*Aim of the task:*
From the material below, extract the lines from the one containing "the red tomato" through the one containing "<point>38,310</point>", and copy each of them unchanged.

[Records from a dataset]
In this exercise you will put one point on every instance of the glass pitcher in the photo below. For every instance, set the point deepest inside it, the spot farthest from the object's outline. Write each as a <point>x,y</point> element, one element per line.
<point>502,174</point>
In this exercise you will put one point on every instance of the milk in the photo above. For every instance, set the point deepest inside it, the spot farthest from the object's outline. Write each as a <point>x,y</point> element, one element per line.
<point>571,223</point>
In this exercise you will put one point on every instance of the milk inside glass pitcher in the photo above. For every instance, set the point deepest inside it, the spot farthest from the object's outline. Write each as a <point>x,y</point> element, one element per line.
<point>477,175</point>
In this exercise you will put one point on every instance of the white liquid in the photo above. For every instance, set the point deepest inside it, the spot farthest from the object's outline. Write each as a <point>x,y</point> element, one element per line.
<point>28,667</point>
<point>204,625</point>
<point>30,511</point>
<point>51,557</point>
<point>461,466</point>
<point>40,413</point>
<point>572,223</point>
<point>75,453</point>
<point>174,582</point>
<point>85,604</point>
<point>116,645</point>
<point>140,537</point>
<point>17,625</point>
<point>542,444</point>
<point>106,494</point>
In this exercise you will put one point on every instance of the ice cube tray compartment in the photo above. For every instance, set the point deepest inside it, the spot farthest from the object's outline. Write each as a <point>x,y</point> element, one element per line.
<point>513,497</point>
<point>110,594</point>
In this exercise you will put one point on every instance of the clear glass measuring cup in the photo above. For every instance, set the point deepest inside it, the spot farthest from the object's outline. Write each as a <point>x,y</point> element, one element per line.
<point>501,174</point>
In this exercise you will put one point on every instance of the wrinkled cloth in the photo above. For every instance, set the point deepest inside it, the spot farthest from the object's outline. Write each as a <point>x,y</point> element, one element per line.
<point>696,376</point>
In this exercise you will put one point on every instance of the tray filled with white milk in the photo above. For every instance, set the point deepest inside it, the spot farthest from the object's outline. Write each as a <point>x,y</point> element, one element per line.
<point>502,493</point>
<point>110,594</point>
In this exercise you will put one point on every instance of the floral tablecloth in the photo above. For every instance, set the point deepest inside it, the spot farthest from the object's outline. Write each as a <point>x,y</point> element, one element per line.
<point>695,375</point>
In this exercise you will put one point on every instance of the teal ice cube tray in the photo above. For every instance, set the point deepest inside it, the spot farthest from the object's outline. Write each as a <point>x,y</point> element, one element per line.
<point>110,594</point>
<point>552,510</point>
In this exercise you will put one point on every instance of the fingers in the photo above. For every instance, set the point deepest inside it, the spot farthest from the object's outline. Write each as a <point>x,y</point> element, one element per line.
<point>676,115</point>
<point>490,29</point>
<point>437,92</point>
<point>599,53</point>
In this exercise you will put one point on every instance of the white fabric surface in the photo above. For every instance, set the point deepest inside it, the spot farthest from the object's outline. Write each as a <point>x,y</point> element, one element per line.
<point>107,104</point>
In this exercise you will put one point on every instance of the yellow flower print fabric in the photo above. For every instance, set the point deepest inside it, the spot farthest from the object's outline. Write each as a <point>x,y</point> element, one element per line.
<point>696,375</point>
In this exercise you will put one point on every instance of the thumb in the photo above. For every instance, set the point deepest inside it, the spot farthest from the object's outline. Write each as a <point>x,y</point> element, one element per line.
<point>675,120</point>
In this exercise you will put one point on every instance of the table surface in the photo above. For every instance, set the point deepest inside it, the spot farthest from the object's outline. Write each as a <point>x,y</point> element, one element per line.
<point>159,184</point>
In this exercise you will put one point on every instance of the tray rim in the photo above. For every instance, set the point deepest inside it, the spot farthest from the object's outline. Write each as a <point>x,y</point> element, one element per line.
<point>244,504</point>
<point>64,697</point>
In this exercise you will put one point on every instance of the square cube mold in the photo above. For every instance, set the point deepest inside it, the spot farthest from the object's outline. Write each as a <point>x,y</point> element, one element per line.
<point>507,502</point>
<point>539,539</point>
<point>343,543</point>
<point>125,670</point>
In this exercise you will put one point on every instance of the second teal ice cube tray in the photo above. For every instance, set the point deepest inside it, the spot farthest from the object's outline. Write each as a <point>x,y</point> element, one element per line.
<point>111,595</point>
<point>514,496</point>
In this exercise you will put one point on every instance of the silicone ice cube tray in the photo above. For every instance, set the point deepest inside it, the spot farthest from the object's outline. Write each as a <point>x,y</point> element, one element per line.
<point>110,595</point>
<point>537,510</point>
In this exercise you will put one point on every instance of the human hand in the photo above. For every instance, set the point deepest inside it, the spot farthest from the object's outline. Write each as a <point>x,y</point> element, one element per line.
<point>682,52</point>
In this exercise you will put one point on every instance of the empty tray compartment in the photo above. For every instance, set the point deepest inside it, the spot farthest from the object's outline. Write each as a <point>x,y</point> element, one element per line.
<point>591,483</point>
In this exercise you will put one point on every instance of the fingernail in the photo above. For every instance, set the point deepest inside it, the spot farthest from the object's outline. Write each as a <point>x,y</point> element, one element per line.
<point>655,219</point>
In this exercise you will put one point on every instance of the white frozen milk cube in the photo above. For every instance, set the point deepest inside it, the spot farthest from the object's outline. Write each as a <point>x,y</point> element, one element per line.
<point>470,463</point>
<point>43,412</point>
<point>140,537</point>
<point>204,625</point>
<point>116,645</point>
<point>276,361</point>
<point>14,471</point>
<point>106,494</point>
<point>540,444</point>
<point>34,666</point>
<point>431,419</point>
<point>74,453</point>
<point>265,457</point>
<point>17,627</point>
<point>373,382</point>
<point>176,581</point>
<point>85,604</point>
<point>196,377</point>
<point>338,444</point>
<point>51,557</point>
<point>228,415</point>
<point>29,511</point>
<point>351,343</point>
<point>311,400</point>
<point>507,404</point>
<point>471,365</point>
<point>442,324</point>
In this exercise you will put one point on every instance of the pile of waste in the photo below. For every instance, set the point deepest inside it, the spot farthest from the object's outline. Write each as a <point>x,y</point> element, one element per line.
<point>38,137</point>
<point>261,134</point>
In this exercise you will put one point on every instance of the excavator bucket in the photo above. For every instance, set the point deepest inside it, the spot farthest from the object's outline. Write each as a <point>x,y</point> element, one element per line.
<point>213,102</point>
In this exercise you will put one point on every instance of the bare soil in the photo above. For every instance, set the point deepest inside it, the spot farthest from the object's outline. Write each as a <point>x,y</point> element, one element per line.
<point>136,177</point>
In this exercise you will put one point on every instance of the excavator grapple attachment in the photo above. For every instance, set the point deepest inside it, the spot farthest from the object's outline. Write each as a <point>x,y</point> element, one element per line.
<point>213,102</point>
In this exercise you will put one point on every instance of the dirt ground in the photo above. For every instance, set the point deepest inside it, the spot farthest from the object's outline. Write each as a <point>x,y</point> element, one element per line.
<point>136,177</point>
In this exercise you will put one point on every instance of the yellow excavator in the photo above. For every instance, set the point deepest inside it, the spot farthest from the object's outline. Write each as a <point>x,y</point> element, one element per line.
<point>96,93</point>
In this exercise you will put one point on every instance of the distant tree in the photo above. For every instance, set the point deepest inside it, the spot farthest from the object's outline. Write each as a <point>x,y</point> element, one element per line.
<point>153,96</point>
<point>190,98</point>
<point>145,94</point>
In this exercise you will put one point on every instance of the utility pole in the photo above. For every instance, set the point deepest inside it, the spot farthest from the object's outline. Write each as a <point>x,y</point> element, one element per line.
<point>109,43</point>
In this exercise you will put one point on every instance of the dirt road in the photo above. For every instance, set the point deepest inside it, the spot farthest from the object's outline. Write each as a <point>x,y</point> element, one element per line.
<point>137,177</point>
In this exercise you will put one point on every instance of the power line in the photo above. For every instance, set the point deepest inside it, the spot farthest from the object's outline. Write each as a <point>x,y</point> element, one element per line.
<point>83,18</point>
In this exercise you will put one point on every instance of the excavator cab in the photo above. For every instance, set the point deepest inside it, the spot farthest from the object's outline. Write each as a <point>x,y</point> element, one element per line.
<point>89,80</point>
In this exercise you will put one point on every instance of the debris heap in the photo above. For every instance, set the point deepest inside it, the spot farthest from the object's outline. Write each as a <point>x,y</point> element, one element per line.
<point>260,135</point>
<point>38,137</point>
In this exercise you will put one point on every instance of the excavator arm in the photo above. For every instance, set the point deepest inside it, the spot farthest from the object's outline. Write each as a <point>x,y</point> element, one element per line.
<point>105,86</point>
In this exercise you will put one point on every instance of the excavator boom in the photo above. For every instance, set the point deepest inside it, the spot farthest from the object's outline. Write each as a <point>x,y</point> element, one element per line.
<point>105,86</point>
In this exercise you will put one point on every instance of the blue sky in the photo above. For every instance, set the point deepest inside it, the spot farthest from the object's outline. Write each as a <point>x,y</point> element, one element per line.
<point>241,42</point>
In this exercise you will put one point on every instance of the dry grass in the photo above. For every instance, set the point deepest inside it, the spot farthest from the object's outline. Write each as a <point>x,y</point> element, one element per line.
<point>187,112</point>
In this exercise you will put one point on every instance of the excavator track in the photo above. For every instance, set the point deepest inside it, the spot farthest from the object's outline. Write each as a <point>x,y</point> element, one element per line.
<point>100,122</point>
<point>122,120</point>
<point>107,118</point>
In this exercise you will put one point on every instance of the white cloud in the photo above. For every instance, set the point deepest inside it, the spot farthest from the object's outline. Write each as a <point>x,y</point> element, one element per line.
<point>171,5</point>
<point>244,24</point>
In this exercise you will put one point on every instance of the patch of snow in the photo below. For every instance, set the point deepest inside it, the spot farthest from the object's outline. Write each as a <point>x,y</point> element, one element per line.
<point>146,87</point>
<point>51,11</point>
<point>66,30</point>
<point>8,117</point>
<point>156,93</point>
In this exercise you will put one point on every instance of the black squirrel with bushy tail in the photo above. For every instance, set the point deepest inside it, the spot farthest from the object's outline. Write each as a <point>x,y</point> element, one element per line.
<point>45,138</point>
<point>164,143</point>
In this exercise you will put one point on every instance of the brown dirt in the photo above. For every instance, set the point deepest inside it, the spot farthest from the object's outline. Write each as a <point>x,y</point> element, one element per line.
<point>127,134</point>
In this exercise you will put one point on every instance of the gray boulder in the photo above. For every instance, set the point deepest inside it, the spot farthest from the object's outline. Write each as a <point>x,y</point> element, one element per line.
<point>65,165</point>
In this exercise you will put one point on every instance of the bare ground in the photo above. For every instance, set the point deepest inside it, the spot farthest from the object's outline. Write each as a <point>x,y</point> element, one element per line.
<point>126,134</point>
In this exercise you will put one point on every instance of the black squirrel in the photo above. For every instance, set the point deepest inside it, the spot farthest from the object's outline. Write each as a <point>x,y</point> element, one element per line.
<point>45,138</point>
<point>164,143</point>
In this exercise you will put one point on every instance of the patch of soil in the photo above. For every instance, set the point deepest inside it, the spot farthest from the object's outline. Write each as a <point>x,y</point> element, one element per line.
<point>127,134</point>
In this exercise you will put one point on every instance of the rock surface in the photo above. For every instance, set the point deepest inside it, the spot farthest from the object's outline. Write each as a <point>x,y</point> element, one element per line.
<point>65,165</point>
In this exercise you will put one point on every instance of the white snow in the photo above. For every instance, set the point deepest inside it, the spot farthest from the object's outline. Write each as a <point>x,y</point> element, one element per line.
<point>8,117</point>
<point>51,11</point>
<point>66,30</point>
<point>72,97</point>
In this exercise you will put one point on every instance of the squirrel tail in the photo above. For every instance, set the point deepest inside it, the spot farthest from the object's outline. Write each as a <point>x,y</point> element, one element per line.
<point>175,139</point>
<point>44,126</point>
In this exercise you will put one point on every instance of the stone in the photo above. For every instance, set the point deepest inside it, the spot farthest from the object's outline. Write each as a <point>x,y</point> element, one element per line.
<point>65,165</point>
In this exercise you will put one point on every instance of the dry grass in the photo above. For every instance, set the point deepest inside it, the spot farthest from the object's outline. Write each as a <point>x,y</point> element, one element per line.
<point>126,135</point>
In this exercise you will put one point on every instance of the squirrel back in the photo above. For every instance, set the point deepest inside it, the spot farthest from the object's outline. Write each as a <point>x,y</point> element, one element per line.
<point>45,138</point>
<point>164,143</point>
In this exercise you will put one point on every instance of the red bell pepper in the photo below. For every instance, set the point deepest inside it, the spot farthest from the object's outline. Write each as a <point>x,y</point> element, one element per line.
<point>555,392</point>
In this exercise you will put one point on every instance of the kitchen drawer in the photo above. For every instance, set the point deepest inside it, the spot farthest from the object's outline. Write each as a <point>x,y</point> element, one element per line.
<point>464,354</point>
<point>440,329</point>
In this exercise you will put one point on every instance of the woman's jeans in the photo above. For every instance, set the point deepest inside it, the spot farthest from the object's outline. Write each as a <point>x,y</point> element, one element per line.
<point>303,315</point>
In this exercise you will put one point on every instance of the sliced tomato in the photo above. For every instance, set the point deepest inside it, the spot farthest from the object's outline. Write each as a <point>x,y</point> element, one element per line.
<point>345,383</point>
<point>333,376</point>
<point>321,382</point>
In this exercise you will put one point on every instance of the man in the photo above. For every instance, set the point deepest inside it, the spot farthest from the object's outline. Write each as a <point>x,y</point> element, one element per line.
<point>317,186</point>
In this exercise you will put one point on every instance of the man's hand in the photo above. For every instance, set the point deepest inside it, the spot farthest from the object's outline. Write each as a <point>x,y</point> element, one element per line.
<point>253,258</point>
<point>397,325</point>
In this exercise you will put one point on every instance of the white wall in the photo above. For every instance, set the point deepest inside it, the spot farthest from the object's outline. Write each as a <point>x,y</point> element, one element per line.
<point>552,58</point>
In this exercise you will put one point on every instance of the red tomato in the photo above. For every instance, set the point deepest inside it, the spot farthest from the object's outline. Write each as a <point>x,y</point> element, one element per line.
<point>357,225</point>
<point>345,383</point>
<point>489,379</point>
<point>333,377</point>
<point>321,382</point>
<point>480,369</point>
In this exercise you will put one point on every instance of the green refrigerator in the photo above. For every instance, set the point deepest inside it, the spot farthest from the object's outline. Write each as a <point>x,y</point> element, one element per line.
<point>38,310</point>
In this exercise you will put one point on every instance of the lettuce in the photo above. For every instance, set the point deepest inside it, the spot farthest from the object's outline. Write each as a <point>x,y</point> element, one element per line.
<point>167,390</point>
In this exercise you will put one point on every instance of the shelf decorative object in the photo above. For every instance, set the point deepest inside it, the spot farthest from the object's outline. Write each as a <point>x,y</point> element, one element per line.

*Task output:*
In this exercise you will put one point on every instance of the red tomato in the photo above. For every instance, set the point deepest inside it, the spot farthest from the object's outline. Write each as a <point>x,y</point> element, one element per line.
<point>357,225</point>
<point>345,383</point>
<point>489,379</point>
<point>333,377</point>
<point>321,382</point>
<point>480,369</point>
In this exercise you will put one point on every instance of the green refrigerator in the photo above. For every instance, set the point deepest inside it, the spot farthest from the object's outline. Write each as a <point>x,y</point> element, one element per line.
<point>38,310</point>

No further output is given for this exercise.